PROBLEM DESCRIPTION: After going through the data, give the number of lines that contain the word "like" as your sole answer.

=== Section Start ===

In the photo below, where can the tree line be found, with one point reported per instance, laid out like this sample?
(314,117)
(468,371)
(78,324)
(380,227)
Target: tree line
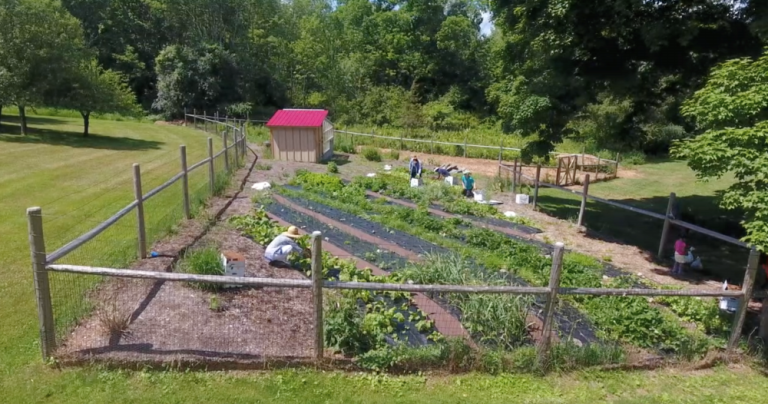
(610,73)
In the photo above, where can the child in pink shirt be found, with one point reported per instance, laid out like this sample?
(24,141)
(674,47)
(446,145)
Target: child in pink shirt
(680,247)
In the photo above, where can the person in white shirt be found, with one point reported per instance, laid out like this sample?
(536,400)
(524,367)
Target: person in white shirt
(283,246)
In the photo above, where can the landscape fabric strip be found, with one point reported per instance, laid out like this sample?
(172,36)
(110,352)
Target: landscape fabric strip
(570,321)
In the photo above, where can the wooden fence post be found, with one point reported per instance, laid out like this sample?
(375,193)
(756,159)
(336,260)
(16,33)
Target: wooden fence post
(142,234)
(317,292)
(185,181)
(667,224)
(226,152)
(40,278)
(514,177)
(584,195)
(549,308)
(211,168)
(747,286)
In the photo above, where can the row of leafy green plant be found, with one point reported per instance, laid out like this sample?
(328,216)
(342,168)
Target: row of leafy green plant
(637,320)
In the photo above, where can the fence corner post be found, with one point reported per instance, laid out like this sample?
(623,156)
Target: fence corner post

=== Section End ===

FINAL ANSWER: 7